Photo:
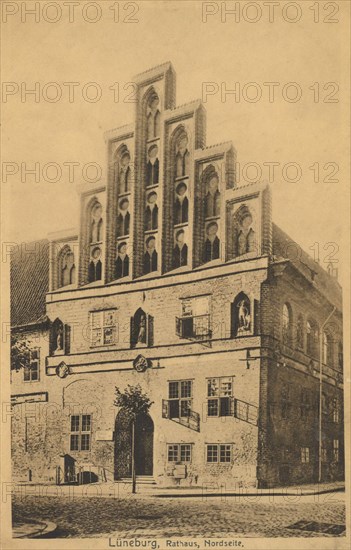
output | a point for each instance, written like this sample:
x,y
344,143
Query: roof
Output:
x,y
29,282
312,270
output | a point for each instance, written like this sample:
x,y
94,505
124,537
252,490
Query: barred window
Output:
x,y
80,437
103,327
305,455
31,371
179,452
219,394
219,453
180,398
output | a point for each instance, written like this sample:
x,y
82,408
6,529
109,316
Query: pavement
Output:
x,y
112,510
120,489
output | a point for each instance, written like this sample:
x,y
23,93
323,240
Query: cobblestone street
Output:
x,y
138,516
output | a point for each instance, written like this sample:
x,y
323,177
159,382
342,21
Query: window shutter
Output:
x,y
150,330
51,339
132,333
256,317
178,325
67,339
165,408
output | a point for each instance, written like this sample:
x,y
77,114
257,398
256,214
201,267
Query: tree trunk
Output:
x,y
133,458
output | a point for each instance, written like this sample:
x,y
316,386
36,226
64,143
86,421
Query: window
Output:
x,y
340,357
335,407
80,432
219,453
219,396
244,234
336,450
66,267
179,453
31,371
286,324
305,455
180,398
311,337
103,327
305,403
195,319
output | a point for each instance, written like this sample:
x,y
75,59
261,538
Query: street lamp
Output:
x,y
321,330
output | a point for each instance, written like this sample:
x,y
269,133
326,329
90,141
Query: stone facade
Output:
x,y
213,325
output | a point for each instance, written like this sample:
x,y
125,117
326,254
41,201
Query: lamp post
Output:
x,y
321,331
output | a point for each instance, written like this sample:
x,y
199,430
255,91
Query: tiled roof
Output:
x,y
285,247
29,282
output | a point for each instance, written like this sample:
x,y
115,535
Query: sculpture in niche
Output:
x,y
139,329
123,218
151,212
241,315
245,235
182,157
180,251
122,261
95,265
213,197
153,118
150,256
96,223
124,175
67,267
152,168
212,243
57,338
181,204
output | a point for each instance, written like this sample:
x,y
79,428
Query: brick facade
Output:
x,y
238,333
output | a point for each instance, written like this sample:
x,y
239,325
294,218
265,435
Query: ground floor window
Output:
x,y
179,452
80,438
305,455
218,453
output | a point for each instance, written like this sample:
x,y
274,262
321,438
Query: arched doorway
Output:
x,y
144,444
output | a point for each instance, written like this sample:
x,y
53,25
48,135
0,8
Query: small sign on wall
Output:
x,y
104,435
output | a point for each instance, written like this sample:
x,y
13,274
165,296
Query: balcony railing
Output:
x,y
191,420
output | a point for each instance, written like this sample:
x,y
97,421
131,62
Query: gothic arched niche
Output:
x,y
182,155
66,267
241,316
153,115
210,181
122,169
244,234
141,329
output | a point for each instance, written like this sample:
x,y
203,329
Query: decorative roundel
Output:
x,y
62,370
140,363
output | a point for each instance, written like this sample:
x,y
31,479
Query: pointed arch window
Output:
x,y
212,197
123,170
300,332
153,117
312,337
286,323
244,234
182,157
67,267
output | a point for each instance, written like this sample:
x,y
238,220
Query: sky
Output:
x,y
299,127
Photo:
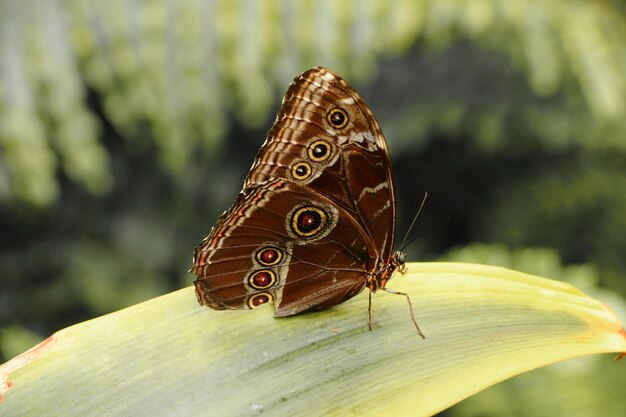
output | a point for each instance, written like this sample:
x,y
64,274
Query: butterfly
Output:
x,y
314,224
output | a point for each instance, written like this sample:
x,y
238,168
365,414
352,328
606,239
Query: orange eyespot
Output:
x,y
301,171
262,279
319,150
338,118
308,221
269,256
259,299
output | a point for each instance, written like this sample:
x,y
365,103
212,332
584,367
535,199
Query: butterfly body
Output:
x,y
314,223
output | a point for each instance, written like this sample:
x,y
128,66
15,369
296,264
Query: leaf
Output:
x,y
168,356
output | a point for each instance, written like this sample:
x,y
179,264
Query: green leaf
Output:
x,y
168,356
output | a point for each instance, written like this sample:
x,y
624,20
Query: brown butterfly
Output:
x,y
314,223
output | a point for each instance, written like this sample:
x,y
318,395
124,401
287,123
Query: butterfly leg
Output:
x,y
390,291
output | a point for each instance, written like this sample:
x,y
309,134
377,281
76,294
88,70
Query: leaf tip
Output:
x,y
20,361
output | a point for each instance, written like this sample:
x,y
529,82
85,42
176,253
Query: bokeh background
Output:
x,y
127,127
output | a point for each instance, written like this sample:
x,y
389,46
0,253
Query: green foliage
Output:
x,y
170,73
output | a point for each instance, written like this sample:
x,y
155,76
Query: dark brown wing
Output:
x,y
356,174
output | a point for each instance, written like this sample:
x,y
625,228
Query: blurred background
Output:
x,y
127,127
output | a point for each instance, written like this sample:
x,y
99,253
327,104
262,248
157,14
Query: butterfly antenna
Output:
x,y
425,233
402,245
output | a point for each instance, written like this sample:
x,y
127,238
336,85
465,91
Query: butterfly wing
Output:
x,y
324,163
281,242
355,173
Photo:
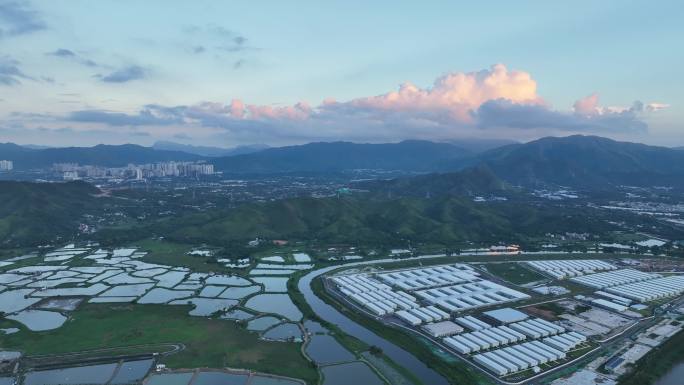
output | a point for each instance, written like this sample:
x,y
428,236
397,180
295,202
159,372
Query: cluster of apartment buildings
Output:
x,y
6,165
72,171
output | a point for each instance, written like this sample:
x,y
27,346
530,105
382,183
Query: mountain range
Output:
x,y
573,161
585,162
409,155
208,151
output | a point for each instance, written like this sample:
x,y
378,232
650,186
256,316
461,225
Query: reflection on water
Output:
x,y
131,371
324,349
673,377
95,374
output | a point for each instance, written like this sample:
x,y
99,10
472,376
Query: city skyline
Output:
x,y
226,74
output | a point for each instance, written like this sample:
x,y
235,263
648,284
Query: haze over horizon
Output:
x,y
79,73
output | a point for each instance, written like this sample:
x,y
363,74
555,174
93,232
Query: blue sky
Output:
x,y
227,73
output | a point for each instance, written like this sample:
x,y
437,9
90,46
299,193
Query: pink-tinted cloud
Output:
x,y
457,104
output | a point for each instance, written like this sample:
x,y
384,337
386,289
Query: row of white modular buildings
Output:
x,y
560,269
443,290
495,336
523,356
513,347
627,284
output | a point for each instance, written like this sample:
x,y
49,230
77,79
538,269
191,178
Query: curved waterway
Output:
x,y
330,314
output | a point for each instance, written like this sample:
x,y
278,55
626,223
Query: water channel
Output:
x,y
332,315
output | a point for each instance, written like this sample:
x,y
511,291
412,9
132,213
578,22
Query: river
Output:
x,y
394,352
673,377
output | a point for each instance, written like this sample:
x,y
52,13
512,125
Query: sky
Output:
x,y
227,73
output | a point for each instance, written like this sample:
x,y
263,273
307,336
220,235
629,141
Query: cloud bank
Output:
x,y
492,101
18,18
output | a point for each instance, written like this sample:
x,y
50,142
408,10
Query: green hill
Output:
x,y
35,213
586,162
469,182
358,219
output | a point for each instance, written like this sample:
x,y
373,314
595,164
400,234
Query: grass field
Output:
x,y
514,273
175,254
209,342
657,362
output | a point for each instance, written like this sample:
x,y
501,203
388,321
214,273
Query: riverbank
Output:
x,y
656,363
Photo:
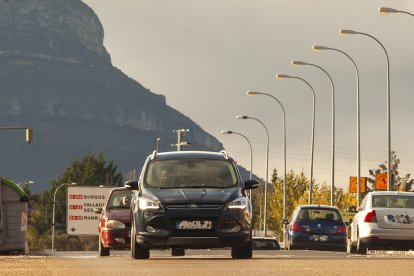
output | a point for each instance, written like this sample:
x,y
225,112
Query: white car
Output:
x,y
385,220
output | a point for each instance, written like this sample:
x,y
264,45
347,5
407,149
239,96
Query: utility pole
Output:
x,y
179,142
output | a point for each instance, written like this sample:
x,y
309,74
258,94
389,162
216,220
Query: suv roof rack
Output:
x,y
154,154
224,154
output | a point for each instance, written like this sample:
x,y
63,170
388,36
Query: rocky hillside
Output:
x,y
56,77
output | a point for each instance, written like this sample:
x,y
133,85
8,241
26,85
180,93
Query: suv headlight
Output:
x,y
148,204
111,223
238,203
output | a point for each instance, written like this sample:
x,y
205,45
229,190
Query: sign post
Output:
x,y
81,201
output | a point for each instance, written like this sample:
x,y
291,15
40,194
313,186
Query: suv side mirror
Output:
x,y
131,185
351,209
251,184
97,210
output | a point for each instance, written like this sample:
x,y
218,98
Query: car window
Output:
x,y
190,173
119,199
319,214
364,202
392,201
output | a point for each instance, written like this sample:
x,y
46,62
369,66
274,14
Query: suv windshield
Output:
x,y
120,199
190,173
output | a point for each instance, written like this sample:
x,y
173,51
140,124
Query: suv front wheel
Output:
x,y
137,251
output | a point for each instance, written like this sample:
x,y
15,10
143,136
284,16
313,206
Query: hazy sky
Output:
x,y
204,56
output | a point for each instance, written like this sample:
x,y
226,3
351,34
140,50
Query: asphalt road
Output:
x,y
210,262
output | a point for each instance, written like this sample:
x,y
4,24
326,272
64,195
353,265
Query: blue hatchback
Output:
x,y
316,227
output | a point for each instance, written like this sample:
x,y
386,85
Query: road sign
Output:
x,y
353,180
381,182
81,219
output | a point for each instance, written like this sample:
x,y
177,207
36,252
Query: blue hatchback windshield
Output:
x,y
190,173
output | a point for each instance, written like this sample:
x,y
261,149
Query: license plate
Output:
x,y
321,238
194,224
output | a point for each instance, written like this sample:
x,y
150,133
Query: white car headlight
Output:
x,y
238,203
148,204
114,224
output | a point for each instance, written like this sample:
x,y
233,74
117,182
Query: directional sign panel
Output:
x,y
81,218
353,184
381,182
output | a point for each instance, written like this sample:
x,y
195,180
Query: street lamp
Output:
x,y
386,11
283,76
250,145
158,142
298,63
389,175
318,48
252,93
53,213
243,117
26,185
251,152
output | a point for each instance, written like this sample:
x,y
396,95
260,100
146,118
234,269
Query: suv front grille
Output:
x,y
193,206
158,223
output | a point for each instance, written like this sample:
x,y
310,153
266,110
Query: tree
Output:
x,y
399,183
297,193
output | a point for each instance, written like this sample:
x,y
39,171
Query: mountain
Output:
x,y
57,78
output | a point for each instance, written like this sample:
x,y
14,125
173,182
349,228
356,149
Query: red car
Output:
x,y
115,222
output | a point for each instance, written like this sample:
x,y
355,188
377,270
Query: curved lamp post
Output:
x,y
157,143
386,11
252,93
283,76
318,48
389,175
243,117
299,63
53,212
251,152
250,145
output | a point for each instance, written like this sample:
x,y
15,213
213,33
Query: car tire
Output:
x,y
242,252
289,245
176,252
361,248
103,251
137,251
# # # # #
● **Stated exercise**
Pull out every line above that contains the string "headlight", matching case exactly.

● **Right answer**
Query: suv headlight
Query: white car headlight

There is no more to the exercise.